▶ _EXERCISE BRIEF_: Can you copy out, word for word, the lines of the listing below from the line with "Each instance of the leaf" to the line with "43], [50, 283]]", including both of those lines?

Object point labels:
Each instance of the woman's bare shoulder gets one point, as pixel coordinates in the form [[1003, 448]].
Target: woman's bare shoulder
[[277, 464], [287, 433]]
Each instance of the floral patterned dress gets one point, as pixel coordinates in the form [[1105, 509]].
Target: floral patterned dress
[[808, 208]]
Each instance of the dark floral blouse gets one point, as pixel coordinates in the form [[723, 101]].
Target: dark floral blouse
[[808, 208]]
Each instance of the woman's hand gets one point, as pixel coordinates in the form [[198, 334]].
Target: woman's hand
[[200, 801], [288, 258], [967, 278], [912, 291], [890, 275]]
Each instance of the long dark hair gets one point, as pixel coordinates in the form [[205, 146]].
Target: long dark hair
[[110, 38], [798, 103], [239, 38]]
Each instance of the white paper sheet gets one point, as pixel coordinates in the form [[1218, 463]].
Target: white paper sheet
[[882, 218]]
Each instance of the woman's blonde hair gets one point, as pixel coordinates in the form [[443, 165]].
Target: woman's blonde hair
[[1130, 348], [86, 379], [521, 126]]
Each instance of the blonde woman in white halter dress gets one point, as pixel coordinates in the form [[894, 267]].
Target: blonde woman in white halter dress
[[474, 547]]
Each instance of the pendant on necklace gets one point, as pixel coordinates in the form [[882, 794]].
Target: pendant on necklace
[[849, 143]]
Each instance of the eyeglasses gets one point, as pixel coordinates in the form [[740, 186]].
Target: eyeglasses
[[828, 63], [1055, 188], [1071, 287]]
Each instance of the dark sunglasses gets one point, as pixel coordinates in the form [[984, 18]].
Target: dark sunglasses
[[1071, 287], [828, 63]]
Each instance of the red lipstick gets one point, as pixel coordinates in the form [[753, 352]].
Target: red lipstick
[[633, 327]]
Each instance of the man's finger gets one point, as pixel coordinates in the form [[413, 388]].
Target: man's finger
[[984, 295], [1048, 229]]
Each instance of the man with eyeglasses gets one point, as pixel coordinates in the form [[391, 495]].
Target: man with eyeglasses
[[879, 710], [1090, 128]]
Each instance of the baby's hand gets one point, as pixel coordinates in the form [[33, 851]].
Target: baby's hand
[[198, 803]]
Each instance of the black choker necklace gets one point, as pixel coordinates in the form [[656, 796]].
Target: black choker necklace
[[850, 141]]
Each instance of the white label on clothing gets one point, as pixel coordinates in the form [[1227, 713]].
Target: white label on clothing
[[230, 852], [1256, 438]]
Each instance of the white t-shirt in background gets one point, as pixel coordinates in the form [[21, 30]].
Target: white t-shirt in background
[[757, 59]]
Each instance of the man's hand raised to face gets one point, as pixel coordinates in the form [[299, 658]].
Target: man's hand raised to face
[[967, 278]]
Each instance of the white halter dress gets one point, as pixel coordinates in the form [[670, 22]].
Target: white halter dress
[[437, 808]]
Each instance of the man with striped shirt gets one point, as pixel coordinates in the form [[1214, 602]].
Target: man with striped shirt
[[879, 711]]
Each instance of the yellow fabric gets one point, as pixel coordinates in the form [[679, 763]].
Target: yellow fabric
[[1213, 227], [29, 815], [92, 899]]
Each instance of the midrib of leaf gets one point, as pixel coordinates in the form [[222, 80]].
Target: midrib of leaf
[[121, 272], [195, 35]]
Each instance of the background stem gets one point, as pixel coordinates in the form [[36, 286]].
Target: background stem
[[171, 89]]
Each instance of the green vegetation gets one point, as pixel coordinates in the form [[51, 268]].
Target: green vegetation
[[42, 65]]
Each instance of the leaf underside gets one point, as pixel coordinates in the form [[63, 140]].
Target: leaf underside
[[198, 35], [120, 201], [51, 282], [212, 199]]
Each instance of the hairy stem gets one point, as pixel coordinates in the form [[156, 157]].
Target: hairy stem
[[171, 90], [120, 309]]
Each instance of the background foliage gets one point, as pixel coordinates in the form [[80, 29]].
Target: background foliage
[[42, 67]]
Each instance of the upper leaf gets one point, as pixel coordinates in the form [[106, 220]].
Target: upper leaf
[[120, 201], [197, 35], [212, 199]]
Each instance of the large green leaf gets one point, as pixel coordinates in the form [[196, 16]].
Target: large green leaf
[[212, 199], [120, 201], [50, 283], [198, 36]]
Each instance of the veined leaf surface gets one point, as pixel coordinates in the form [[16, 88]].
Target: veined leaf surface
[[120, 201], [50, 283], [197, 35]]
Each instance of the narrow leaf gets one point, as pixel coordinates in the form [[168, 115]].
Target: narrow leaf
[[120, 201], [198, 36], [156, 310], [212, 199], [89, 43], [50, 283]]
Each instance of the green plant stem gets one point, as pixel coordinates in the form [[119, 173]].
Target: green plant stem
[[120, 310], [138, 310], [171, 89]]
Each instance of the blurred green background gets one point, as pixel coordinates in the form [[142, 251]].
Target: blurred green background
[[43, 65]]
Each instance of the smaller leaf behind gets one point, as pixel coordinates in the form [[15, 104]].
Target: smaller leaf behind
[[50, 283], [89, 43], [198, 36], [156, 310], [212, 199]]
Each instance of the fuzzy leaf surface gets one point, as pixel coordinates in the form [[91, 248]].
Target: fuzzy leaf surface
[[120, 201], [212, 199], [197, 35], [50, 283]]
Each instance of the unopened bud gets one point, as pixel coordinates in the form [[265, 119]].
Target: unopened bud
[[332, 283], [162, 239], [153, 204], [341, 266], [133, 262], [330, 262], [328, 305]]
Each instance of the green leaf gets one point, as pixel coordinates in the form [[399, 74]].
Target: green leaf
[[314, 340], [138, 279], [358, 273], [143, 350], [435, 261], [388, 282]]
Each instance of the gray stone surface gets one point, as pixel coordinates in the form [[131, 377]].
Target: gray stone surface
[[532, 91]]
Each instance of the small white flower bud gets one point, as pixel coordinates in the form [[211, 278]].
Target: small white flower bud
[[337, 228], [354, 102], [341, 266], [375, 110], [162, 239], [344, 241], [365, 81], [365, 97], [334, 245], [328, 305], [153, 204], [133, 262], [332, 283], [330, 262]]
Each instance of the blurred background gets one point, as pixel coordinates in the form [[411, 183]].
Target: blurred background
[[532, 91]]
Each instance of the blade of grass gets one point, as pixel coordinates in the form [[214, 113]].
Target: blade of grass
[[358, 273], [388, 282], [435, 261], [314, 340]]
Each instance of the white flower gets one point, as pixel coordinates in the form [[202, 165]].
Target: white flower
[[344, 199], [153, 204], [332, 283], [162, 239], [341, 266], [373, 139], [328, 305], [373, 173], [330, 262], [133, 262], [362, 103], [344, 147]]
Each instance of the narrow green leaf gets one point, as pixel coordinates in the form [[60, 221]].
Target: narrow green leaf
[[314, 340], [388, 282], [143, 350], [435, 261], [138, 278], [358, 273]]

▶ _EXPECTED ANSWER_:
Each instance of the leaf underside gets one point, as pixel coordinates in the form [[63, 140]].
Target: leaf underside
[[198, 35], [120, 201], [51, 282], [212, 199]]
Each instance of the hairy stem gets one point, as pixel coordinates in the form [[156, 157]].
Target: hairy stem
[[171, 90], [120, 309]]
Each instance of the background foliage gets one point, as pixel coordinates in the form [[80, 29]].
Target: background foliage
[[42, 67]]
Each instance of the upper leaf gets one point, as pixel coordinates in the form [[106, 220]].
Target: upper leaf
[[120, 201], [197, 35], [212, 199]]
Each instance of the large green leaf gets one point, as pixel coordinates in the form [[196, 16]].
Target: large green leaf
[[212, 199], [120, 201], [50, 283], [198, 36]]
Each instance of the veined leaf surface gets one point, as pixel coordinates in the form [[16, 88]].
Target: veined leaf surface
[[120, 201], [50, 283], [197, 35]]
Each instance of the narrow leaf gets one point, as pixel coordinates in the form [[168, 115]].
Target: narrow leaf
[[120, 201], [198, 36], [156, 310], [212, 199], [89, 43], [50, 283]]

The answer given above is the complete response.